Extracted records
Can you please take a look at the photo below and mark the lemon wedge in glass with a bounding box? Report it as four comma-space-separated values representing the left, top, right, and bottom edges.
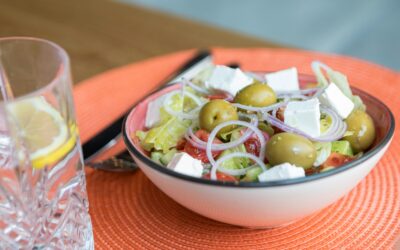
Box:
7, 96, 76, 169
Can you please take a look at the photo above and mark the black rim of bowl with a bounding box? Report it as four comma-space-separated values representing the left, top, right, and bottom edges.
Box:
122, 83, 395, 188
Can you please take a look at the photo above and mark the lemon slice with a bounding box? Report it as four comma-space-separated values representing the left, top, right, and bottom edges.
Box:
7, 96, 75, 169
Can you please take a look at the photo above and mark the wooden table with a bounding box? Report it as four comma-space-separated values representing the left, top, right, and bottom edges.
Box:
0, 0, 280, 82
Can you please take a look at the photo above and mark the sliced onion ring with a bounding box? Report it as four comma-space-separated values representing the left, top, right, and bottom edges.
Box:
214, 153, 266, 177
182, 78, 234, 101
233, 101, 286, 112
182, 78, 211, 95
311, 85, 328, 98
279, 94, 309, 102
275, 87, 320, 96
185, 114, 258, 151
263, 106, 347, 142
311, 61, 332, 86
206, 120, 267, 180
163, 89, 203, 119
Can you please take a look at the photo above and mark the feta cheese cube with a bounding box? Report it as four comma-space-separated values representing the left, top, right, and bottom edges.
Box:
145, 95, 167, 128
284, 98, 321, 137
167, 152, 203, 178
258, 163, 305, 182
319, 83, 354, 119
265, 67, 300, 92
205, 65, 253, 96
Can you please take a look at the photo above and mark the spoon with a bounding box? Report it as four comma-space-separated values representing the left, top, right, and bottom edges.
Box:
85, 150, 138, 172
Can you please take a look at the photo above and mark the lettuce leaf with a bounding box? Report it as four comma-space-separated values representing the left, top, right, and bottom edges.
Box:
218, 127, 243, 141
158, 89, 204, 124
313, 142, 332, 167
242, 166, 264, 182
218, 130, 250, 170
331, 140, 353, 156
320, 113, 332, 134
136, 117, 190, 153
151, 148, 178, 166
312, 61, 366, 111
191, 65, 214, 86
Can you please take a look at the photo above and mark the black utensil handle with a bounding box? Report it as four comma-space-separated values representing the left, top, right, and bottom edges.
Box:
82, 50, 211, 160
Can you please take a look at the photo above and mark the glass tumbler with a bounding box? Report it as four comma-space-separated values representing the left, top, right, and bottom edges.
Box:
0, 37, 93, 249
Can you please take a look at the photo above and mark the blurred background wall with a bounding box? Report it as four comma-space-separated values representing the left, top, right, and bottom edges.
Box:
118, 0, 400, 71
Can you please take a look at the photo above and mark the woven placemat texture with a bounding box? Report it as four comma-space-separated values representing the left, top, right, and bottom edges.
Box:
74, 48, 400, 249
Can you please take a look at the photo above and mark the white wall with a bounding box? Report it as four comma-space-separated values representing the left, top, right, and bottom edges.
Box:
118, 0, 400, 70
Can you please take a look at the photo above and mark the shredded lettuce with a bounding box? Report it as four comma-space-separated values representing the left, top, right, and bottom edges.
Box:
136, 130, 152, 151
331, 141, 353, 156
320, 113, 332, 134
313, 142, 332, 167
242, 166, 264, 182
218, 130, 250, 170
218, 145, 249, 170
191, 65, 214, 86
151, 148, 177, 166
343, 131, 355, 137
160, 148, 178, 165
136, 117, 190, 153
159, 91, 199, 124
312, 61, 366, 111
218, 127, 243, 141
150, 151, 163, 165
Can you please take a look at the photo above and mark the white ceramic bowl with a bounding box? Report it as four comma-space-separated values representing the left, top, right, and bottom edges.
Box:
123, 75, 395, 228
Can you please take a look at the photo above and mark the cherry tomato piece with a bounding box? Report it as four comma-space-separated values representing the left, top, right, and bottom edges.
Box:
176, 138, 187, 150
321, 152, 354, 168
184, 130, 222, 163
203, 172, 237, 182
276, 107, 286, 121
244, 138, 261, 157
206, 92, 232, 101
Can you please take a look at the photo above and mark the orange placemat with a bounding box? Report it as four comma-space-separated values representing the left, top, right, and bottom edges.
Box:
74, 48, 400, 249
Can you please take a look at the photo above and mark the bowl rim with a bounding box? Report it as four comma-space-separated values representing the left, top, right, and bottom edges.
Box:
122, 77, 395, 188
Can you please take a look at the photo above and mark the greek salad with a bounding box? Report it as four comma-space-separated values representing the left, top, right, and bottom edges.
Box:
134, 62, 376, 183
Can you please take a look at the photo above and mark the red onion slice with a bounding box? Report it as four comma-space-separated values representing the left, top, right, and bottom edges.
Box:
233, 101, 287, 112
263, 106, 347, 142
183, 78, 211, 95
311, 85, 328, 99
222, 92, 234, 102
275, 87, 320, 96
279, 94, 309, 102
185, 125, 254, 151
182, 78, 234, 102
206, 120, 267, 180
214, 153, 266, 177
163, 89, 204, 120
185, 114, 258, 151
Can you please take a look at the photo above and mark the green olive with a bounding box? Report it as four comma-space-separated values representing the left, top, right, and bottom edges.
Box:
199, 100, 238, 136
266, 132, 316, 169
258, 122, 275, 137
343, 109, 376, 153
234, 82, 277, 107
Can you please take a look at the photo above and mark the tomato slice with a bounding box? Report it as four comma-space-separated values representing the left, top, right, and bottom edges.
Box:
321, 152, 354, 168
243, 131, 269, 160
276, 107, 286, 121
206, 92, 232, 101
176, 138, 187, 150
304, 82, 318, 89
203, 172, 237, 182
244, 138, 261, 157
184, 130, 222, 163
270, 107, 286, 133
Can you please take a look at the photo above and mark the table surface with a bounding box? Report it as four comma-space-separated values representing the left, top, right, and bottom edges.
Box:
1, 1, 400, 248
0, 0, 280, 82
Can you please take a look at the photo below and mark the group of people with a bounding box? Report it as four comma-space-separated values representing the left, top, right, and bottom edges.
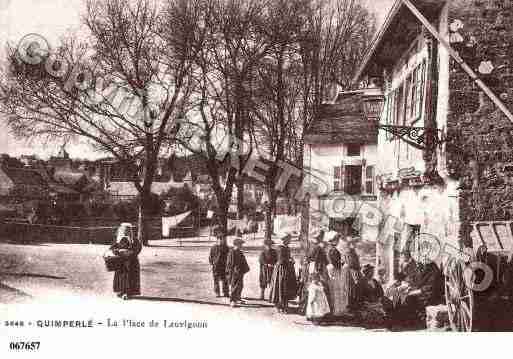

* Exercise *
Above are some records; copy exactly the lines from the one with "mark the feta" through the one with "mark the lettuce", both included, and no others.

* Result *
Can you please take a look at the photo above and mark the feta cheese cube with a bounding box? Report it as four comma-space-separated values representing the left, top, right, and bottom edges.
Box:
145, 95, 167, 128
284, 98, 321, 137
167, 152, 203, 178
258, 163, 305, 182
319, 83, 354, 119
265, 67, 300, 92
205, 65, 253, 96
Can you please take a look at the photo above and mark the spoon with a bounding box? Report it as four comma-space-separated values representing the left, top, right, and bottom edges.
Box:
85, 150, 138, 172
Can you please take a look at the photo above and mark the lettuce leaf with a bounding box? Report it as four comma-space-separated values representing the left, top, right, and bottom edges.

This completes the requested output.